• TASK REQUIREMENTS:
Reproduce the forum post below, on replicating the BLIP-2 COCO captioning results, word for word and in full.

• READING PASSAGE:

----------

Thank you again for sharing!
Hi,
First of all, thanks for the great work!
Issue I encountered:
I am trying to replicate the BLIP-2 paper, Table3,![Screenshot 2024-05-29 at 23 36 23](https://github.com/salesforce/LAVIS/assets/80808548/26ba42f9-b8c3-4b9f-9d00-b7ba838ea02f)
I,.e. I ran the finetuning COCO Captioning finetuning using the script:
bash LAVIS/run_scripts/blip2/train/train_caption_coco_from_scratch.sh
I fine-tuned for 5 epochs, using batch size 256; freeze_vit = False. However, fine-tune loss remains at around 1.76 and I obtained BLEU_4 = 0.158 Where the paper had BLEU@4 = 43.5How I got this
Before getting this low performance, I encountered and debugged this error in opt_model.generate():
input length of input_ids is 0, but `max_length` is set to -6. this can lead to unexpected behavior. you should consider increasing `max_length` or, better yet, setting `max_new_tokens`.
After inspection, the above bug was from this line: https://github.com/salesforce/LAVIS/blob/59273f651b9bffb193d1b12a235e909e9f826dda/lavis/models/blip2_models/blip2_opt.py#L226 where input sequence is 4, and num_query = 32. Concated, becomes 36. In the yaml, however, it set the max_len = 30. Consequently, 30-36=-6 I changed the max_len = 40, and error was gone.
My question is
However, I am suspecting this bug was the fundamental issue that led to BLEU_4 = 0.15 Otherwise, could you please point at what I should change in order to replicate Table3?
Thank you! Appreciate your reply and help

----------

• GIVEN INFORMATION:
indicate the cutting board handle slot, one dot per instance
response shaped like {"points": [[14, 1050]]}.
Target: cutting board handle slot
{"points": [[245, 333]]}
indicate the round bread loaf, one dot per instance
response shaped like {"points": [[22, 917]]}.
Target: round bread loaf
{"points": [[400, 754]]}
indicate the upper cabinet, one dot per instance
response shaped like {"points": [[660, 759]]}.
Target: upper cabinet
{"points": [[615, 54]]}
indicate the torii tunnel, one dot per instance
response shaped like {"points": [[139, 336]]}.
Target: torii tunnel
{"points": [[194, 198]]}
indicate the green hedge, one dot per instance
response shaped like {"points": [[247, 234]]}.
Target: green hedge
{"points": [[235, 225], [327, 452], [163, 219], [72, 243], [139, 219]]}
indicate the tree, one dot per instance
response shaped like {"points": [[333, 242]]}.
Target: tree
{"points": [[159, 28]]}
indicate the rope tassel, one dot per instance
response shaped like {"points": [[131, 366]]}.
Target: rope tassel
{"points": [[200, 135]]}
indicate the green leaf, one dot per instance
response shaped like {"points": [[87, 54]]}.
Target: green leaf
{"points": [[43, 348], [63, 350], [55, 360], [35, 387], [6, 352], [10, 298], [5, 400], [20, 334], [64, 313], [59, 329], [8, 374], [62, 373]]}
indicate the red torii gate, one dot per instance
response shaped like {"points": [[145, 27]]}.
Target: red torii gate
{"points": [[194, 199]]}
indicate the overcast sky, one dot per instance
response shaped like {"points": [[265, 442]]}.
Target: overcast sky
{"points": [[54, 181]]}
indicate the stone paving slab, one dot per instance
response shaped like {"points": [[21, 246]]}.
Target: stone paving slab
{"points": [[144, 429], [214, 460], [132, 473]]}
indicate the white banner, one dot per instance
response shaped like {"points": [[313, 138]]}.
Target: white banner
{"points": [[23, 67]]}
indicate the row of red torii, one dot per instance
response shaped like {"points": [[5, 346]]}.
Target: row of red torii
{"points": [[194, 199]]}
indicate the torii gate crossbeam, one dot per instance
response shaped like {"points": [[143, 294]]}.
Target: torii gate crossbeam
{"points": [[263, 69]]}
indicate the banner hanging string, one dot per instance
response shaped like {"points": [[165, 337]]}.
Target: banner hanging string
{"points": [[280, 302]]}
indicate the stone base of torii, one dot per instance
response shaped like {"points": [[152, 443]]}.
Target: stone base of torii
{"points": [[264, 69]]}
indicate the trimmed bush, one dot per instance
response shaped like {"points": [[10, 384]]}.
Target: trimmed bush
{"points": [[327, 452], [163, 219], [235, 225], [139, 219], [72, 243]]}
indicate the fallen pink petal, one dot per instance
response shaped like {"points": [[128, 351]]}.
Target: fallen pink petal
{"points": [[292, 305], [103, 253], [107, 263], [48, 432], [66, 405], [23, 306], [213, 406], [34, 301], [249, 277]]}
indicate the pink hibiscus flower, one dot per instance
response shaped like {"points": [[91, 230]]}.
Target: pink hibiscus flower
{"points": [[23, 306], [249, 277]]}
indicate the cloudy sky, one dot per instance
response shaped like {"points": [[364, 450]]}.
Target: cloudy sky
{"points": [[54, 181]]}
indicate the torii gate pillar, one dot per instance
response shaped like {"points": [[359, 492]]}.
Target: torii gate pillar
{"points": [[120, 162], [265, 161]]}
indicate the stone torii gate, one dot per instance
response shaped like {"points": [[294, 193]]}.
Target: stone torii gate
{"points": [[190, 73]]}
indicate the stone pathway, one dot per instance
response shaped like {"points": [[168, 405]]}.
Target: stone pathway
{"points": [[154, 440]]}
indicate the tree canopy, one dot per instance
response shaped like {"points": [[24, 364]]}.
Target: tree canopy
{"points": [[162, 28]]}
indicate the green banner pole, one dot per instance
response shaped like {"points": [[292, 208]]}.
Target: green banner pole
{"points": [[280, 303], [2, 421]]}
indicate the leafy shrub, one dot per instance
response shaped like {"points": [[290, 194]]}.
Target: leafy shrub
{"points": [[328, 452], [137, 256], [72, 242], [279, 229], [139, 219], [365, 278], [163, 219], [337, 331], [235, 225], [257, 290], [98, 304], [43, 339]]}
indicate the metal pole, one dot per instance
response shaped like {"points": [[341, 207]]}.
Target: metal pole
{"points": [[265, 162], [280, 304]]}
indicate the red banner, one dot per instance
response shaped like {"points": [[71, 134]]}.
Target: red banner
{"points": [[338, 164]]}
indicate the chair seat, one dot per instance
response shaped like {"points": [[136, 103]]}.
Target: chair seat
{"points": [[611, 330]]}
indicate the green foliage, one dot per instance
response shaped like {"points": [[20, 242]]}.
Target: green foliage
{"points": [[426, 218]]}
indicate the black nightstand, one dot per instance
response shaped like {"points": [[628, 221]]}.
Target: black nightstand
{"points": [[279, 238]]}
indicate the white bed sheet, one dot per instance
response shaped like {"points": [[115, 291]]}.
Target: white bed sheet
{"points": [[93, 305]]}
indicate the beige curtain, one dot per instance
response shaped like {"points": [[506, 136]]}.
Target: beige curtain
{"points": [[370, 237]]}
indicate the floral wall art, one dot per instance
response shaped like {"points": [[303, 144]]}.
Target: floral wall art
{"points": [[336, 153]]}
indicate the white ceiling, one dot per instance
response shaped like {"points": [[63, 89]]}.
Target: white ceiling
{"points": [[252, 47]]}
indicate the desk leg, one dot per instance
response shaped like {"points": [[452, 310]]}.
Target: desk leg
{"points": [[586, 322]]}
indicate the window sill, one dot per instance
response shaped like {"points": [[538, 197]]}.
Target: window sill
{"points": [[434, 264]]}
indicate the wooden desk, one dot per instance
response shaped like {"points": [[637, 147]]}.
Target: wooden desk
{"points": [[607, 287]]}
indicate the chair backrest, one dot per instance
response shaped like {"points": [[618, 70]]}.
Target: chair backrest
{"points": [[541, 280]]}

----------

• TASK OUTPUT:
Thank you again for sharing!
Hi,
First of all, thanks for the great work!
Issue I encountered:
I am trying to replicate the BLIP-2 paper, Table3,![Screenshot 2024-05-29 at 23 36 23](https://github.com/salesforce/LAVIS/assets/80808548/26ba42f9-b8c3-4b9f-9d00-b7ba838ea02f)
I,.e. I ran the finetuning COCO Captioning finetuning using the script:
bash LAVIS/run_scripts/blip2/train/train_caption_coco_from_scratch.sh
I fine-tuned for 5 epochs, using batch size 256; freeze_vit = False. However, fine-tune loss remains at around 1.76 and I obtained BLEU_4 = 0.158 Where the paper had BLEU@4 = 43.5How I got this
Before getting this low performance, I encountered and debugged this error in opt_model.generate():
input length of input_ids is 0, but `max_length` is set to -6. this can lead to unexpected behavior. you should consider increasing `max_length` or, better yet, setting `max_new_tokens`.
After inspection, the above bug was from this line: https://github.com/salesforce/LAVIS/blob/59273f651b9bffb193d1b12a235e909e9f826dda/lavis/models/blip2_models/blip2_opt.py#L226 where input sequence is 4, and num_query = 32. Concated, becomes 36. In the yaml, however, it set the max_len = 30. Consequently, 30-36=-6 I changed the max_len = 40, and error was gone.
My question is
However, I am suspecting this bug was the fundamental issue that led to BLEU_4 = 0.15 Otherwise, could you please point at what I should change in order to replicate Table3?
Thank you! Appreciate your reply and help